# EXERCISE PASSAGE:
-=-=-
Mrs. Eddy Explains
Why Prayer for the President Failed—Says There Was
Lack of Faith.
Concord, N. H., Oct. 3.—The opinion
of Mrs. Mary Baker G. Eddy, the head of the Christian Science denomination,
on the death of President McKinley has been obtained through an
answer to the question: “Why did Christians of every sect in the
United States fail in their prayers to save the life of our late
lamented President?”
Mrs. Eddy says:
“My answer to this inquiry is briefly
this: Insufficient faith or spiritual understanding and a compound
of prayers wherein one earnest, tender desire works unconsciously
against the modus operandi of another, would prevent the result
desired. In the June message to my church in Boston, this year,
I refer to the effect of one human desire or belief, equally sincere,
unwittingly neutralizing another.
“In the practice of materia medica
croton oil is not mixed with morphine to remedy dysentery, for those
drugs are supposed to possess opposite qualities, and so to produce
opposite effects. The spirit of the prayer of the righteous heals
the sick; but this spirit is of God, and the divine mind is the
same yesterday, to-day and forever, whereas the human mind is a
compound of faith and doubt, of fear and hope, of faith in truth
and faith in error. The knowledge that all things are possible to
God excludes doubt; but differing human concepts as to the divine
power and purpose of the infinite mind, and the so-called power
of matter, act as the different properties of drugs are supposed
to act—one against the other—and this compound neutralizes itself.
-=-=-
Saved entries
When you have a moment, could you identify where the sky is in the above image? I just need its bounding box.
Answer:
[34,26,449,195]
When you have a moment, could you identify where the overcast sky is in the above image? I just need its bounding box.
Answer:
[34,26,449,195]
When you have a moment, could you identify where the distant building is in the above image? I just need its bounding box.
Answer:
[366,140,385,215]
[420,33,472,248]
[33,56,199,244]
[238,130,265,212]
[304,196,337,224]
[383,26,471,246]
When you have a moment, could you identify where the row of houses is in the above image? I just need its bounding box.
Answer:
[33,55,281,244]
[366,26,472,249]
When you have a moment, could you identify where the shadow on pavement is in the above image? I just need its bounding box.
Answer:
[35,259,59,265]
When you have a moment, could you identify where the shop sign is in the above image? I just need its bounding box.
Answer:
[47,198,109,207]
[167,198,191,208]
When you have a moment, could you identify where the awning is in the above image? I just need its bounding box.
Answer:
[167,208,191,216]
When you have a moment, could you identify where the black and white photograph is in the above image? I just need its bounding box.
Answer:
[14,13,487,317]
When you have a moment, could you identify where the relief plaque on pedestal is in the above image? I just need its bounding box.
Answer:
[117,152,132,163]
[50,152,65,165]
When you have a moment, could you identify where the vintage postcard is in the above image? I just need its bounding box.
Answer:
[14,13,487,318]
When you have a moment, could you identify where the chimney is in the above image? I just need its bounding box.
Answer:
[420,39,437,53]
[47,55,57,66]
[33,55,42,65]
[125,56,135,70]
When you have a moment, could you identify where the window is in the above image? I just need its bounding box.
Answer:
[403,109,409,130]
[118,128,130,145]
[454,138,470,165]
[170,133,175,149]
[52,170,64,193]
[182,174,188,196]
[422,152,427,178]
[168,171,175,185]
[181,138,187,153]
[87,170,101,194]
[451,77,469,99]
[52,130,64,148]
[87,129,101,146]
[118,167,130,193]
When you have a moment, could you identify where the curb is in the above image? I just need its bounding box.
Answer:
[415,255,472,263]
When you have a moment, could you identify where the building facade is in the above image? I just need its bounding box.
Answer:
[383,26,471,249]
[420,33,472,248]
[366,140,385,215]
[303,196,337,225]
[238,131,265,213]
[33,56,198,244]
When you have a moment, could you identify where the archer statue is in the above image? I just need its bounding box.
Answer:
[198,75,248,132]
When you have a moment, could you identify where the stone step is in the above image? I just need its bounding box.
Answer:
-=-=-
# WHAT THIS EXERCISE ASKS:
1: List the pairs that, according to the article about Mrs. Eddy, make up the compound of the human mind.
2: Transcribe the passage of the article about Mrs. Eddy between "Concord, N. H., Oct." and "unwittingly neutralizing another.", inclusive.
Rely solely on the article about Mrs. Eddy.

# SOLUTION SET:
1:
- faith and doubt
- fear and hope
- faith in truth and faith in error

2:
Concord, N. H., Oct. 3.—The opinion
of Mrs. Mary Baker G. Eddy, the head of the Christian Science denomination,
on the death of President McKinley has been obtained through an
answer to the question: “Why did Christians of every sect in the
United States fail in their prayers to save the life of our late
lamented President?”
Mrs. Eddy says:
“My answer to this inquiry is briefly
this: Insufficient faith or spiritual understanding and a compound
of prayers wherein one earnest, tender desire works unconsciously
against the modus operandi of another, would prevent the result
desired. In the June message to my church in Boston, this year,
I refer to the effect of one human desire or belief, equally sincere,
unwittingly neutralizing another.